■ **WHAT IS ASKED**
Copy the lines of the data below verbatim, from the line containing "like x=451, y=93." through the line containing "x=168, y=24", including both of those lines.

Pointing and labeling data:
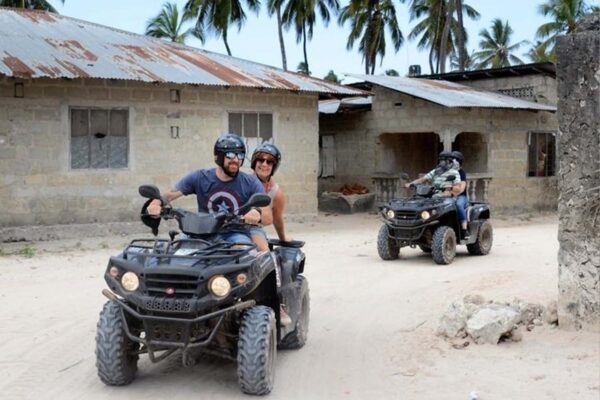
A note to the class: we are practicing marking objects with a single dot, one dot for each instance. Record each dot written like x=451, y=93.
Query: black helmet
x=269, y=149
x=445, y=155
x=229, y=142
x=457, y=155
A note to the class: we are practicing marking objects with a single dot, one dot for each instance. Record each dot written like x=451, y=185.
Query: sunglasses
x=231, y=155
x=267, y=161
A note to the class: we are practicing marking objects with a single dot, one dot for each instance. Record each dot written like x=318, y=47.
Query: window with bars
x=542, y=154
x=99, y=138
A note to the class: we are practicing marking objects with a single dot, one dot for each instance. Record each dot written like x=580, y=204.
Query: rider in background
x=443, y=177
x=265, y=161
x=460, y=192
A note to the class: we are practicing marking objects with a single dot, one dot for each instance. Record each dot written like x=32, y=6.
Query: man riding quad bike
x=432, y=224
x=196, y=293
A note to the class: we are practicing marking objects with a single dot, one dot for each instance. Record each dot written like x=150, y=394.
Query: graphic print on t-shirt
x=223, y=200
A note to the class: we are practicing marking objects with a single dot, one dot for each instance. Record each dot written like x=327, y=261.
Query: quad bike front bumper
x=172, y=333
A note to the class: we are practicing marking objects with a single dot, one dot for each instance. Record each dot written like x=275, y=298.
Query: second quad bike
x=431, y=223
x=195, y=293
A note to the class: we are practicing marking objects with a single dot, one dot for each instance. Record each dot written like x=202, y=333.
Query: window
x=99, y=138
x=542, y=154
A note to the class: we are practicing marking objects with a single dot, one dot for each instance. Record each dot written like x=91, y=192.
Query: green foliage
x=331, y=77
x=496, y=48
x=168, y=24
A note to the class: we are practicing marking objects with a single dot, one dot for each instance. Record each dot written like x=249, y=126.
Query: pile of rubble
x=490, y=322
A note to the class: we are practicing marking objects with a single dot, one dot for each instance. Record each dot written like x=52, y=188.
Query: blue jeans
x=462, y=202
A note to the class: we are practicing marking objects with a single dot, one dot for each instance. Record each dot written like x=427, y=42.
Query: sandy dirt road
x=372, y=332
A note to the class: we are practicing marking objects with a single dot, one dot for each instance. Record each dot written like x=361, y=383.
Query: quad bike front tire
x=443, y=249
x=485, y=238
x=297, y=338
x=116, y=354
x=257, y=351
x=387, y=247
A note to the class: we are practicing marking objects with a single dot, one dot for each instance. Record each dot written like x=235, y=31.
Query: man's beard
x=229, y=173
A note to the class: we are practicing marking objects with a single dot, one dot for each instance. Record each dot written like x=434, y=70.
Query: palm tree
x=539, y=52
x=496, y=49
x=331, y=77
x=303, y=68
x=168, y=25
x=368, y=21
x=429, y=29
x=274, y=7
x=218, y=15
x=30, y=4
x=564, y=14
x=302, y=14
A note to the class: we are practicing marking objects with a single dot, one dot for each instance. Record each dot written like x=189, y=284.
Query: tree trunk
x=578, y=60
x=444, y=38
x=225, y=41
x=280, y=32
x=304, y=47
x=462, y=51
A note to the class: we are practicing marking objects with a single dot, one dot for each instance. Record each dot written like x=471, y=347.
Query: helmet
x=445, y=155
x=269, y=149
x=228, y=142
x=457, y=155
...
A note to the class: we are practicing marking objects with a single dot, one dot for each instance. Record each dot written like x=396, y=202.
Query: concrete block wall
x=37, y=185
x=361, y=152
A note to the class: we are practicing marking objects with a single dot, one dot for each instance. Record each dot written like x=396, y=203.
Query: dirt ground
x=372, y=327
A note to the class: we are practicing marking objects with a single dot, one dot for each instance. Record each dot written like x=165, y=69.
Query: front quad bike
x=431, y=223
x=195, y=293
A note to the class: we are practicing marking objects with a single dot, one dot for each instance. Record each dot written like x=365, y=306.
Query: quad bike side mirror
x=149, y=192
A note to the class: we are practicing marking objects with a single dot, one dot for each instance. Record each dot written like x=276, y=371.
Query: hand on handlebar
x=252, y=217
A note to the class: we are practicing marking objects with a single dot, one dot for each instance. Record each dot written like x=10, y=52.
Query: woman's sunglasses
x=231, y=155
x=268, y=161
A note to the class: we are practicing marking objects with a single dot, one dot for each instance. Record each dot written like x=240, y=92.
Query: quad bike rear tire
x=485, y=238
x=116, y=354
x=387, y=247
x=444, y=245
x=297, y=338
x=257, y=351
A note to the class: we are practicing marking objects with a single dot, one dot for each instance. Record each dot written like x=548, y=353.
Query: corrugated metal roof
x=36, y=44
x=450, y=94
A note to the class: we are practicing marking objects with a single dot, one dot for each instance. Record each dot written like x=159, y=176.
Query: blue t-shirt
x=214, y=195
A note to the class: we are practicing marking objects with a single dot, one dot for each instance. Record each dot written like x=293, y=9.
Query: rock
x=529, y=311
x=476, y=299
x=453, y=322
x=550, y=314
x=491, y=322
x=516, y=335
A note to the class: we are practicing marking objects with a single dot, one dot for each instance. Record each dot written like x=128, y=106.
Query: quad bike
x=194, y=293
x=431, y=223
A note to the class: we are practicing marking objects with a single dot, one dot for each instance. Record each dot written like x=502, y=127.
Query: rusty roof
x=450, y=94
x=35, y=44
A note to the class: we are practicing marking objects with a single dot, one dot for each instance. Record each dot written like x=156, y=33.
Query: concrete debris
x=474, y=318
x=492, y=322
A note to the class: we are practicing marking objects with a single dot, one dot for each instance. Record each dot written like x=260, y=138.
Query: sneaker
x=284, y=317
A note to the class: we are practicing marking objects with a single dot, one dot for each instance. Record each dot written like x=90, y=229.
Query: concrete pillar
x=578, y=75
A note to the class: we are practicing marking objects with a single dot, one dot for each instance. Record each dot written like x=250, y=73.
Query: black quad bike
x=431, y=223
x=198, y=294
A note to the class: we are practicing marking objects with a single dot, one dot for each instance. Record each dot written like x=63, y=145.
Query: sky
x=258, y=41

■ **SOLVED EXERCISE**
A note to the class: we are practicing marking objects with a single dot, one dot for each instance. Record each dot written like x=451, y=93.
Query: black helmet
x=269, y=149
x=445, y=155
x=229, y=142
x=457, y=155
A note to the class: we are practicing marking objects with a single dot, one dot for each instance. Record each dot written like x=451, y=185.
Query: sunglasses
x=231, y=155
x=267, y=161
A note to the class: we are practicing marking objects with a single dot, one dot for each instance. Record each dot written like x=318, y=47.
Query: window with bars
x=542, y=154
x=99, y=138
A note to the class: we are practicing marking objects with a single dot, one dot for each instance. Record each dot written like x=580, y=204.
Query: rider in background
x=443, y=177
x=265, y=161
x=460, y=192
A note to the class: we are practicing marking objects with a single dot, one dot for each instance. Record each dot written like x=32, y=6.
Query: man riding quad bike
x=432, y=224
x=196, y=293
A note to the class: we are practicing marking objects with a single dot, one dot for each instance. Record each dot written like x=150, y=394.
Query: graphic print on t-shirt
x=223, y=200
A note to the class: we are practicing marking objects with a single dot, one dot for each instance. Record each dot written like x=327, y=261.
Query: quad bike front bumper
x=172, y=333
A note to the class: we are practicing marking objects with a single dot, one dot for each instance. Record each dot written like x=275, y=298.
Query: second quad bike
x=431, y=223
x=195, y=293
A note to the class: we are practicing marking objects with a single dot, one dot for each instance. Record each dot written like x=202, y=333.
Query: window
x=99, y=138
x=542, y=154
A note to the class: we are practicing marking objects with a single dot, one dot for each instance. Record each dot written like x=91, y=192.
Query: green foliage
x=331, y=77
x=496, y=48
x=168, y=24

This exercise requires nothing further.